[Records — start]

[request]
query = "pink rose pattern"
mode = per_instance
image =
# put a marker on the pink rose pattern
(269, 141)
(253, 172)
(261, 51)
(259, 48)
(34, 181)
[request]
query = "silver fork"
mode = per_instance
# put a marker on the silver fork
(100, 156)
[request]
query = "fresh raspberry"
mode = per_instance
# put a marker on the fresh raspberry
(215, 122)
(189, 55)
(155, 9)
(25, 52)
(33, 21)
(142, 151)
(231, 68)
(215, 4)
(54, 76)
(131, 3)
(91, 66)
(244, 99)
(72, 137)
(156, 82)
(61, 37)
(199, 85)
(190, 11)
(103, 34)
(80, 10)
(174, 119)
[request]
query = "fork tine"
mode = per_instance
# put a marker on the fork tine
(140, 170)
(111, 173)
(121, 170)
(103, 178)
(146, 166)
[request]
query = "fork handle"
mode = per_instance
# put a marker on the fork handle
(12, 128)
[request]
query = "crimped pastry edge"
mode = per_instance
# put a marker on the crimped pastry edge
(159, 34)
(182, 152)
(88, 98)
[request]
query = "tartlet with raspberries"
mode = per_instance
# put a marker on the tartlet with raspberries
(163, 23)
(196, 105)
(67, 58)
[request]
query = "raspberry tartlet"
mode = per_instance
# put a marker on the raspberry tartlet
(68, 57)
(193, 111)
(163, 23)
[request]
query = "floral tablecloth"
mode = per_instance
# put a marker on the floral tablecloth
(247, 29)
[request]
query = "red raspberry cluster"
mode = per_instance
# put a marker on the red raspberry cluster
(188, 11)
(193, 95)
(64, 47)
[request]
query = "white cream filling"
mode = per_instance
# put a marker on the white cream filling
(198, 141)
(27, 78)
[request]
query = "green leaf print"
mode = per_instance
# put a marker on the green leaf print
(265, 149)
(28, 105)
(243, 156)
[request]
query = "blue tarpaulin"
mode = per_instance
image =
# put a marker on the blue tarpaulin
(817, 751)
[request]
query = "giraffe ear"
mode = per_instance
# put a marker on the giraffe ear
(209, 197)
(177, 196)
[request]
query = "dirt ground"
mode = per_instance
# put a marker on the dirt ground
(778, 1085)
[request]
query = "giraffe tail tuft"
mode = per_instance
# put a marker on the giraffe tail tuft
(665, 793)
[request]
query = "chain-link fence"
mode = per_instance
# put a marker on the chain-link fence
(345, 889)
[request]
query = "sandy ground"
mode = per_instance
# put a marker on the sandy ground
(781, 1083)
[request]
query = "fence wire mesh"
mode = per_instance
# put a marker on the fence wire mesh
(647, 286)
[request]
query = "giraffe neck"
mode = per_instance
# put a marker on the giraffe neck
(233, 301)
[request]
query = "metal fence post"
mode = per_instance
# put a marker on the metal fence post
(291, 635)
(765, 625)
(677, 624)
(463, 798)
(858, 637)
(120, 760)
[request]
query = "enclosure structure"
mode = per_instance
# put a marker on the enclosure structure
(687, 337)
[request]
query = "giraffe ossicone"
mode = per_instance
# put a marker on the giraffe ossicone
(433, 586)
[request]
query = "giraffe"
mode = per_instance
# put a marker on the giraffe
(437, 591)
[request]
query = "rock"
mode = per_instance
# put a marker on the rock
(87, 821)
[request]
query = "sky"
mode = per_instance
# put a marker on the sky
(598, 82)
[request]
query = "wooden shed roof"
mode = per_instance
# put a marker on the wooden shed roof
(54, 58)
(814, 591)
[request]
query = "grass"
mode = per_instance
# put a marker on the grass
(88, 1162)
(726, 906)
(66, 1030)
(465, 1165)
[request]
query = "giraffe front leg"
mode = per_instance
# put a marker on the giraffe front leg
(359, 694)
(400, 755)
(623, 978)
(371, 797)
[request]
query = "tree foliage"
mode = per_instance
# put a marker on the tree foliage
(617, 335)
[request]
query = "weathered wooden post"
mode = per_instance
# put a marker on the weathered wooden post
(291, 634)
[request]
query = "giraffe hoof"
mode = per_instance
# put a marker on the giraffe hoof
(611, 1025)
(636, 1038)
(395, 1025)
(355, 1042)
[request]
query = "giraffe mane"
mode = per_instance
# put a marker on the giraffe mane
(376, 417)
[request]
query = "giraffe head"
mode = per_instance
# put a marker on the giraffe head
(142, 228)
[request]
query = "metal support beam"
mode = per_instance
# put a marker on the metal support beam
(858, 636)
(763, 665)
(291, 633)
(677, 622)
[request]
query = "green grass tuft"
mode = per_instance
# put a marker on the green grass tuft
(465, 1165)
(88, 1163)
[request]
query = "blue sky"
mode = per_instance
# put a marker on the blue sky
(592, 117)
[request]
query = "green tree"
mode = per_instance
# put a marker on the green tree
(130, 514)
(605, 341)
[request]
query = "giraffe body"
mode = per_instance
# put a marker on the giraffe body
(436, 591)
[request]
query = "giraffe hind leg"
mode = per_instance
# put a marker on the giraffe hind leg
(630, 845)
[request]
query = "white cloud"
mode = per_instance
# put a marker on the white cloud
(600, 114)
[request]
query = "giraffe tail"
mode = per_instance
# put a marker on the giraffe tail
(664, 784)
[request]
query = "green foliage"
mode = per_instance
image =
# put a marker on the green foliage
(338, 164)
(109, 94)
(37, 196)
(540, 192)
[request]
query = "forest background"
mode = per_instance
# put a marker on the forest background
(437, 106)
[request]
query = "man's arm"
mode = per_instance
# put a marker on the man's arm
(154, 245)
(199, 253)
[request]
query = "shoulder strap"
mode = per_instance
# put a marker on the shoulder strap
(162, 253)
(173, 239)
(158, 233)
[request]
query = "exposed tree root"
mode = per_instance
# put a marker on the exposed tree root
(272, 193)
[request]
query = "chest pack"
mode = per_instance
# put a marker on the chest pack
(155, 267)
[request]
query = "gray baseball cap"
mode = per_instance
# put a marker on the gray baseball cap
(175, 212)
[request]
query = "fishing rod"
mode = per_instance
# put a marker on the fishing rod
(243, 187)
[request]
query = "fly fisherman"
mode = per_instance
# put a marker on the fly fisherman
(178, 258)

[Records — finish]

## Task to complete:
Every entry must be duplicated exactly as it was written.

## Answer space:
[request]
query = "pink rose pattern"
mode = per_instance
image =
# put a marker on the pink rose pattern
(269, 141)
(253, 172)
(261, 51)
(259, 48)
(34, 181)
[request]
query = "silver fork"
mode = per_instance
# put a marker on the silver fork
(100, 156)
[request]
query = "fresh raspberry"
mode = per_instance
# put a marker on the fresh raspberry
(215, 122)
(189, 55)
(155, 9)
(25, 52)
(33, 21)
(142, 151)
(231, 68)
(215, 4)
(54, 76)
(131, 3)
(91, 66)
(244, 99)
(72, 137)
(156, 82)
(61, 37)
(199, 85)
(190, 11)
(103, 34)
(80, 10)
(174, 119)
[request]
query = "fork tine"
mode = per_instance
# put a marker on the fork tine
(140, 170)
(111, 173)
(121, 170)
(103, 178)
(146, 166)
[request]
query = "fork handle"
mode = per_instance
# put a marker on the fork handle
(12, 128)
[request]
query = "crimped pastry edge"
mode = per_instance
# put a marker on the crimped pastry edge
(159, 34)
(182, 152)
(88, 98)
[request]
query = "tartlet with raspberries"
mode = per_instance
# put a marker on the tartlet with raspberries
(163, 23)
(196, 105)
(67, 58)
[request]
query = "raspberry tartlet"
mode = per_instance
# put a marker on the raspberry tartlet
(68, 57)
(193, 111)
(163, 23)
[request]
query = "floral tablecloth"
mode = per_instance
# put a marker on the floral tablecloth
(247, 29)
[request]
query = "red raspberry cluster"
mode = per_instance
# put a marker on the red raspberry cluster
(188, 11)
(193, 95)
(64, 47)
[request]
query = "white cream filling"
mode = per_instance
# put a marker on the white cream filling
(198, 141)
(27, 78)
[request]
query = "green leaf print"
mode = per_instance
# put a marker on the green leaf print
(265, 149)
(28, 105)
(243, 156)
[request]
query = "blue tarpaulin"
mode = per_instance
image =
# put a marker on the blue tarpaulin
(817, 751)
[request]
query = "giraffe ear"
mode = per_instance
# put a marker on the giraffe ear
(209, 197)
(177, 196)
[request]
query = "dirt ground"
mode = per_instance
# put a marker on the dirt ground
(778, 1085)
[request]
query = "giraffe tail tuft"
mode = per_instance
# put a marker on the giraffe tail tuft
(665, 793)
[request]
query = "chain-link fence"
mode = per_instance
# put a marker on the chain-link fence
(345, 889)
[request]
query = "sandy ground"
mode = per_instance
# put a marker on the sandy ground
(781, 1083)
[request]
query = "fence wire mesh"
mode = per_instance
# put a marker on the fence wire mesh
(647, 286)
[request]
query = "giraffe neck"
mode = per_instance
# put a marker on the giraffe neck
(233, 301)
[request]
query = "metal fence post"
mode = per_instance
# put a marker on the metal fence post
(291, 635)
(765, 625)
(677, 624)
(463, 798)
(858, 637)
(120, 760)
[request]
query = "enclosure structure"
mode = per_instance
# put a marker on the enclosure structure
(687, 337)
[request]
query = "giraffe ossicone"
mode = per_instance
# put a marker on the giraffe ossicone
(433, 586)
[request]
query = "giraffe"
mode = per_instance
# put a marker on the giraffe
(437, 591)
[request]
query = "rock"
mode = per_instance
# put a marker on the rock
(87, 821)
[request]
query = "sky"
mode = per_instance
# put a marker on the sky
(598, 82)
[request]
query = "wooden shed roof"
mode = per_instance
# put a marker on the wooden shed roof
(54, 58)
(814, 591)
[request]
query = "grass"
mode = per_instance
# put a marker on the grass
(88, 1162)
(726, 906)
(66, 1030)
(465, 1165)
[request]
query = "giraffe front leg"
mode = per_instance
# put a marker on the giraffe front leg
(359, 694)
(400, 755)
(623, 978)
(371, 797)
[request]
query = "tree foliage"
mode = per_instance
# put a marker on the tree foliage
(617, 335)
[request]
query = "weathered wooden post"
mode = per_instance
# put a marker on the weathered wooden post
(291, 634)
[request]
query = "giraffe hoof"
mode = per_instance
# put a marker on the giraffe hoof
(611, 1025)
(636, 1038)
(395, 1025)
(355, 1042)
[request]
query = "giraffe mane"
mode = per_instance
# put a marker on the giraffe mane
(376, 417)
[request]
query = "giraffe head"
mode = per_instance
# put a marker on the giraffe head
(142, 228)
[request]
query = "metal support beam"
mode = per_instance
# put a marker on the metal support beam
(858, 636)
(763, 665)
(291, 633)
(677, 622)
[request]
query = "green grass tuft"
mode = per_instance
# put a marker on the green grass tuft
(465, 1165)
(88, 1163)
[request]
query = "blue sky"
mode = per_instance
# put a marker on the blue sky
(592, 117)
[request]
query = "green tree"
mode = per_instance
# put a marker on the green tree
(130, 514)
(605, 341)
[request]
query = "giraffe body"
mode = per_instance
# put a marker on the giraffe body
(436, 591)
[request]
query = "giraffe hind leg"
mode = per_instance
# put a marker on the giraffe hind leg
(630, 845)
[request]
query = "white cloud"
mode = per_instance
# put a marker on the white cloud
(600, 114)
[request]
query = "giraffe tail"
mode = per_instance
# put a marker on the giraffe tail
(664, 784)
[request]
query = "green foliage"
mode = per_instance
image =
# put a marker on the green foliage
(338, 164)
(109, 94)
(37, 196)
(540, 192)
[request]
query = "forest background"
mode = per_instance
# put a marker on the forest background
(437, 106)
[request]
query = "man's arm"
mode = per_instance
# put a marker on the man's arm
(154, 245)
(199, 253)
[request]
query = "shoulder strap"
mode = per_instance
# put a marker on the shoulder strap
(162, 253)
(173, 239)
(158, 233)
[request]
query = "exposed tree root"
mode = per_instance
# put a marker on the exposed tree root
(272, 193)
[request]
query = "chest pack"
mode = per_instance
# put a marker on the chest pack
(155, 267)
[request]
query = "gray baseball cap"
mode = per_instance
# put a marker on the gray baseball cap
(175, 212)
[request]
query = "fishing rod"
mode = per_instance
# put a marker on the fishing rod
(243, 187)
[request]
query = "fly fisherman"
mode = per_instance
# put a marker on the fly fisherman
(178, 258)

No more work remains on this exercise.